++++ TEXT UNDER STUDY

Overview

DiAnnotator is a dialogue annotation tool. It is meant to reduce the need to use the mouse to annotate dialogues and to improve keyboard-only annotation speed and reliability. DiAnnotator can be used to segment utterances, to apply dialogue act or sentiment-analysis labels, to link text segments and to modify taxonomies. DiAnnotator is fully multi-layer, and therefore supports annotation schemes such as DAMSL and ISO 24617-2.

Requirements

Python version:

DiAnnotator is written in Python 3.4.3.

Python modules:

The following modules are required to run the program:

nltk
ttkthemes
undo

Run From Source

Simply run the Python script launcher.py in the src folder.

Build Executable (optional)

Run the build.sh script at the root of the directory. A bin folder containing an executable will be created at the root of the project directory.

Input Data Format

CSV Format:

The file must contain a header line and as many additional lines as there are text segments. Columns must be separated by tabs, not commas, and there should be no text delimiter.

Columns:

The following columns are used when importing data:

`datetime`

Contains a string representation of the date and time on which the message was sent. The string must respect the international standard date and time notation to be parsed correctly.

`raw`

Contains the raw text of the message.

`segment`

Contains the text segment. When there are more than one segment in a message (due to prior segmentation for example), the raw column should only be filled in the first row, and left empty in the following rows. Moreover, when there are more than one raw message for a single segment (due to prior merging for example), the segment column should be filled only in the first row, and left empty in the following ones.

`participant`

Contains the name or ID of the speaker.

`note` (optional)

Contains a note or comment pertaining to the segment.

`<layer name>` (optional)

Columns bearing a layer name are used to load legacy annotations, which can serve as useful hints when producing new annotations. These column's names must follow the naming convention of the taxonomy's JSON file.

++++++++
++++ RECORD SET

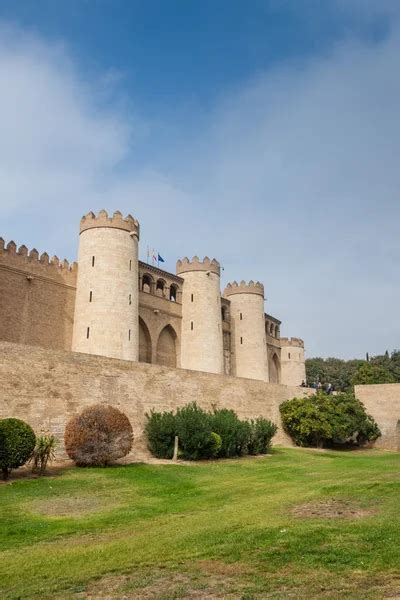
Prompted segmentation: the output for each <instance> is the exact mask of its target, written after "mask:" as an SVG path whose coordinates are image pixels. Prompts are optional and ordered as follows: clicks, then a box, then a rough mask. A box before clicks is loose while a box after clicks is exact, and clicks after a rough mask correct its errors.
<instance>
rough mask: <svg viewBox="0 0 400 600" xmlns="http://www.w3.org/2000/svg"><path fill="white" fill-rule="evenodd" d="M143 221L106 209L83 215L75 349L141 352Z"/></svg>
mask: <svg viewBox="0 0 400 600" xmlns="http://www.w3.org/2000/svg"><path fill="white" fill-rule="evenodd" d="M138 241H139V223H138V222H137V221H136V220H135V219H134V218H133V217H131V215H128V216H127V217H126V218H124V217H123V216H122V214H121V213H120V212H119V211H116V212H115V213H114V214H113V216H112V217H109V216H108V214H107V212H106V211H105V210H101V211H100V212H99V214H98V216H97V217H96V216H95V215H94V214H93V213H92V212H90V213H88V214H87V215H86V216H84V217H83V218H82V220H81V225H80V236H79V253H78V278H77V288H76V300H75V317H74V327H73V336H72V350H73V351H74V352H85V353H88V354H100V355H102V356H109V357H111V358H120V359H123V360H138V356H139V293H138V279H139V275H138Z"/></svg>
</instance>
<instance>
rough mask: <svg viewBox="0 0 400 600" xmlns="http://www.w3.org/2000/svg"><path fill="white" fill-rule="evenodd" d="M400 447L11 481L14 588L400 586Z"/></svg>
mask: <svg viewBox="0 0 400 600" xmlns="http://www.w3.org/2000/svg"><path fill="white" fill-rule="evenodd" d="M399 473H400V454H395V453H389V452H388V453H385V452H378V451H365V452H353V453H350V452H333V451H332V452H315V451H311V450H300V449H276V450H274V452H273V454H272V456H269V457H263V458H254V459H240V460H229V461H220V462H210V463H207V462H204V463H200V464H199V463H197V464H193V465H191V466H184V465H163V466H158V465H128V466H120V467H113V468H106V469H101V468H96V469H70V470H65V471H63V472H62V473H61V474H60V475H58V476H57V477H45V478H41V479H32V480H17V481H13V482H12V483H10V484H8V485H1V486H0V549H1V552H0V598H23V599H25V598H113V599H114V598H121V599H122V598H125V599H126V598H129V599H130V598H148V599H150V598H157V599H167V598H168V599H169V598H243V599H250V598H285V599H286V598H295V599H296V600H297V599H301V598H304V599H306V598H307V599H309V598H346V599H347V598H363V599H365V598H386V597H388V598H389V597H392V598H393V597H396V596H400V517H399V514H400V477H399Z"/></svg>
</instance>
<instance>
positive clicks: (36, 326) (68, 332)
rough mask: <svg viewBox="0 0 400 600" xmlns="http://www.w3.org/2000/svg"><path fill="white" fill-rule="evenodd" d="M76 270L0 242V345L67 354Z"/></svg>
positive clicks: (74, 302)
mask: <svg viewBox="0 0 400 600" xmlns="http://www.w3.org/2000/svg"><path fill="white" fill-rule="evenodd" d="M77 270H78V269H77V264H76V263H72V264H71V265H70V264H69V263H68V261H66V260H64V261H60V260H59V259H58V258H57V256H53V258H51V259H50V258H49V255H48V254H47V253H46V252H43V253H42V254H41V255H39V253H38V251H37V250H36V249H35V248H34V249H32V250H31V251H29V250H28V248H27V247H26V246H24V245H22V246H20V247H19V248H18V249H17V246H16V244H15V243H14V242H13V241H11V242H9V243H8V244H7V245H5V243H4V240H3V239H2V238H0V339H2V340H5V341H8V342H16V343H19V344H32V345H35V346H36V345H37V346H43V347H45V348H54V349H61V350H69V349H70V348H71V342H72V327H73V323H74V306H75V293H76V275H77Z"/></svg>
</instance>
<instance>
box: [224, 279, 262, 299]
mask: <svg viewBox="0 0 400 600" xmlns="http://www.w3.org/2000/svg"><path fill="white" fill-rule="evenodd" d="M233 294H258V295H259V296H262V297H264V285H263V284H262V283H261V282H260V281H255V282H254V281H252V280H250V281H249V283H246V281H243V280H242V281H241V282H240V283H238V282H237V281H233V282H232V283H228V285H227V286H226V288H225V290H224V294H223V295H224V296H225V297H226V298H227V297H229V296H232V295H233Z"/></svg>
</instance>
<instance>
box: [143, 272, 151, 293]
mask: <svg viewBox="0 0 400 600" xmlns="http://www.w3.org/2000/svg"><path fill="white" fill-rule="evenodd" d="M152 288H153V278H152V276H151V275H149V274H148V273H146V274H145V275H143V277H142V292H146V293H147V294H150V293H151V291H152Z"/></svg>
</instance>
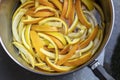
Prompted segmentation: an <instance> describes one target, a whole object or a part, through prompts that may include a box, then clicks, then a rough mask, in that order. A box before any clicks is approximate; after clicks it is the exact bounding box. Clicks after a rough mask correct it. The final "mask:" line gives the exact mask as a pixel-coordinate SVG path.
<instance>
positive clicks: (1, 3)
mask: <svg viewBox="0 0 120 80" xmlns="http://www.w3.org/2000/svg"><path fill="white" fill-rule="evenodd" d="M97 2H98V4H99V5H100V6H101V8H102V9H103V12H104V15H105V31H104V35H103V40H102V43H101V45H100V47H99V48H98V49H97V51H96V52H95V55H94V56H93V57H92V58H91V59H90V60H89V61H87V62H86V63H85V64H83V65H81V66H79V67H77V68H75V69H73V70H71V71H68V72H62V73H46V72H42V71H38V70H35V69H33V68H31V67H30V66H29V65H28V64H27V63H26V62H25V61H24V60H23V59H21V58H20V57H19V56H18V55H19V54H18V52H17V51H16V50H15V48H14V46H13V44H12V40H13V39H12V30H11V29H12V28H11V25H12V15H13V12H14V10H15V8H16V6H17V5H18V3H19V0H2V1H1V3H0V43H1V45H2V47H3V48H4V50H5V51H6V53H7V54H8V55H9V56H10V57H11V59H13V60H14V61H15V62H16V63H17V64H19V65H20V66H21V67H23V68H25V69H27V70H28V71H31V72H34V73H37V74H41V75H46V76H58V75H65V74H69V73H73V72H75V71H78V70H80V69H82V68H83V67H86V66H88V67H89V68H91V69H92V71H93V72H94V73H95V75H96V76H97V77H99V78H100V80H114V78H113V77H112V76H110V75H109V74H108V73H107V72H106V71H105V69H104V68H103V66H101V65H100V63H99V62H98V61H97V60H96V58H97V57H98V56H99V55H100V53H101V51H102V50H103V49H105V46H106V44H107V42H108V41H109V38H110V36H111V33H112V30H113V25H114V16H115V14H114V6H113V1H112V0H97Z"/></svg>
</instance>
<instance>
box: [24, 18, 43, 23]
mask: <svg viewBox="0 0 120 80" xmlns="http://www.w3.org/2000/svg"><path fill="white" fill-rule="evenodd" d="M41 20H42V18H31V19H27V20H23V23H24V24H35V23H38V22H39V21H41Z"/></svg>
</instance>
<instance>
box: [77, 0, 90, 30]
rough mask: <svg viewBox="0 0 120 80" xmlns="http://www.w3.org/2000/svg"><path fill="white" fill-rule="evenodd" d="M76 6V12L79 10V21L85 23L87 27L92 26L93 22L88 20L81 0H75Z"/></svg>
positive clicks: (78, 14)
mask: <svg viewBox="0 0 120 80" xmlns="http://www.w3.org/2000/svg"><path fill="white" fill-rule="evenodd" d="M75 8H76V12H77V15H78V19H79V21H80V22H81V23H82V24H83V25H85V26H86V27H87V28H90V27H91V24H90V23H89V22H88V21H87V19H86V17H85V16H84V14H83V11H82V7H81V0H76V1H75Z"/></svg>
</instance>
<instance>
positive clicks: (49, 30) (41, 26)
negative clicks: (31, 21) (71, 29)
mask: <svg viewBox="0 0 120 80" xmlns="http://www.w3.org/2000/svg"><path fill="white" fill-rule="evenodd" d="M31 30H33V31H42V32H43V31H44V32H47V31H58V29H57V27H51V26H48V25H32V27H31Z"/></svg>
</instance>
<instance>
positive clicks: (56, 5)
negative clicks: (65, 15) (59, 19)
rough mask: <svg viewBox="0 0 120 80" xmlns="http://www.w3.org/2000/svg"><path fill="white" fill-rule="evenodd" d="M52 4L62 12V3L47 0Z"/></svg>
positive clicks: (58, 0) (51, 0) (54, 1)
mask: <svg viewBox="0 0 120 80" xmlns="http://www.w3.org/2000/svg"><path fill="white" fill-rule="evenodd" d="M49 1H50V2H52V3H53V4H54V5H55V6H56V7H57V8H58V9H59V10H60V11H62V3H61V2H60V1H59V0H49Z"/></svg>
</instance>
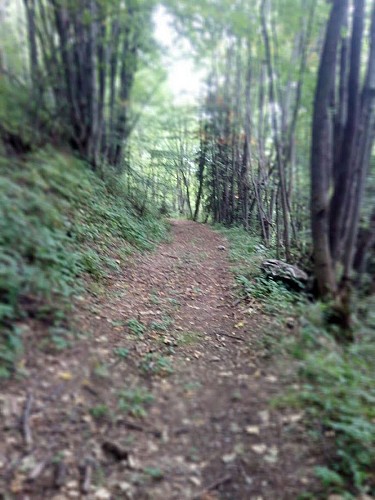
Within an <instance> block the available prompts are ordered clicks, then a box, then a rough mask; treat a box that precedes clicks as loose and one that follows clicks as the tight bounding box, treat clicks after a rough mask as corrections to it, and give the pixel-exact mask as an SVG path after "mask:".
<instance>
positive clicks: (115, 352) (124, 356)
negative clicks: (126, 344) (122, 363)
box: [113, 347, 129, 359]
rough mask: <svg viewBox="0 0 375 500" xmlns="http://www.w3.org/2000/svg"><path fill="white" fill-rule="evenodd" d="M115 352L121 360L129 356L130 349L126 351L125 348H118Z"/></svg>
mask: <svg viewBox="0 0 375 500" xmlns="http://www.w3.org/2000/svg"><path fill="white" fill-rule="evenodd" d="M113 352H114V354H116V356H118V357H119V358H121V359H126V358H127V357H128V356H129V349H126V348H125V347H116V349H114V350H113Z"/></svg>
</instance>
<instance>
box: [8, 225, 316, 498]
mask: <svg viewBox="0 0 375 500" xmlns="http://www.w3.org/2000/svg"><path fill="white" fill-rule="evenodd" d="M104 296H105V299H104V300H103V293H100V294H97V295H96V297H95V295H92V296H90V297H80V299H81V300H80V302H79V304H80V305H79V307H76V309H77V311H76V312H75V314H76V319H75V322H76V324H77V327H79V331H80V332H81V335H80V336H79V337H78V338H77V339H75V341H74V342H73V343H72V345H71V347H70V348H67V349H64V350H61V351H56V350H51V349H50V348H48V347H46V348H45V349H44V350H42V352H41V351H40V344H41V342H42V339H43V328H42V326H40V329H39V330H38V332H39V333H38V335H36V333H35V331H36V324H34V325H32V324H30V328H31V329H32V330H33V331H34V333H33V335H31V333H32V332H31V331H30V335H29V339H28V341H27V344H26V345H27V349H26V350H25V352H26V353H27V354H25V358H24V360H23V370H24V372H25V374H27V376H26V377H24V378H20V379H18V380H13V381H8V382H6V383H4V386H3V387H2V391H1V392H2V394H1V396H0V408H1V413H2V418H1V421H0V497H1V491H2V492H3V497H4V498H19V499H28V498H29V499H54V500H63V499H70V498H88V499H109V498H113V499H122V498H124V499H126V498H129V499H134V500H142V499H149V500H158V499H165V500H172V499H175V500H187V499H197V500H198V499H201V500H214V499H228V500H229V499H230V500H242V499H243V500H261V499H263V500H282V499H288V500H293V499H297V498H298V495H299V493H300V492H301V491H304V490H308V489H310V490H311V485H312V484H313V483H314V479H313V472H312V469H313V466H314V463H315V459H316V457H314V454H313V453H312V450H311V449H310V445H309V442H308V439H307V438H306V432H305V431H304V429H303V427H302V424H301V422H300V418H301V415H300V414H298V413H296V412H295V411H294V412H293V411H292V410H291V411H281V410H280V409H275V407H274V406H273V405H272V404H270V403H271V402H272V400H273V399H274V398H275V397H276V396H278V395H280V394H282V392H283V391H284V390H285V384H286V383H287V382H286V380H285V378H284V369H285V370H287V368H282V365H280V364H279V363H277V364H276V363H275V362H274V361H273V359H272V358H269V357H267V356H265V355H264V353H263V352H262V349H261V348H260V347H259V346H260V344H261V343H260V342H259V341H258V340H259V338H258V337H259V336H260V335H261V331H262V325H263V324H264V323H265V322H267V318H265V317H264V316H262V315H261V314H260V313H258V312H257V308H256V307H255V308H253V309H252V307H251V304H250V305H249V304H243V303H240V302H239V300H237V297H236V295H235V291H234V278H233V275H232V273H231V272H230V269H229V261H228V256H227V242H226V241H225V240H224V238H223V237H222V236H221V235H219V234H218V233H216V232H215V231H213V230H212V229H210V228H209V227H207V226H205V225H202V224H198V223H193V222H188V221H172V234H171V241H170V242H167V243H163V244H161V245H160V246H159V247H158V248H157V249H156V251H154V252H152V253H146V254H142V255H137V256H133V257H132V258H131V262H130V263H129V265H128V266H127V267H126V268H124V269H123V270H122V272H121V273H120V274H119V273H117V274H113V276H111V277H110V279H109V280H108V282H106V283H105V293H104Z"/></svg>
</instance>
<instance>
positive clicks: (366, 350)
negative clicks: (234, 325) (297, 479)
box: [220, 228, 375, 499]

++++++++

> _TASK REQUIREMENTS_:
[a] According to the DiAnnotator page, what must separate the columns in an input CSV file?
[b] Retype the stretch of the DiAnnotator page from "Contains the raw" through "to the segment.".
[c] Turn the paragraph of the DiAnnotator page that begins "Contains the text segment." into a short list that keeps its main facts.

> _NUMBERED RESPONSES_:
[a] Tabs, not commas.

[b]
Contains the raw text of the message.

`segment`

Contains the text segment. When there are more than one segment in a message (due to prior segmentation for example), the raw column should only be filled in the first row, and left empty in the following rows. Moreover, when there are more than one raw message for a single segment (due to prior merging for example), the segment column should be filled only in the first row, and left empty in the following ones.

`participant`

Contains the name or ID of the speaker.

`note` (optional)

Contains a note or comment pertaining to the segment.

[c]
- Holds the text segment.
- If a message has more than one segment (for example, after prior segmentation), fill in the raw column only in the first row and leave it empty in the rows after it.
- If a segment has more than one raw message (for example, after prior merging), fill in the segment column only in the first row and leave it empty in the rows after it.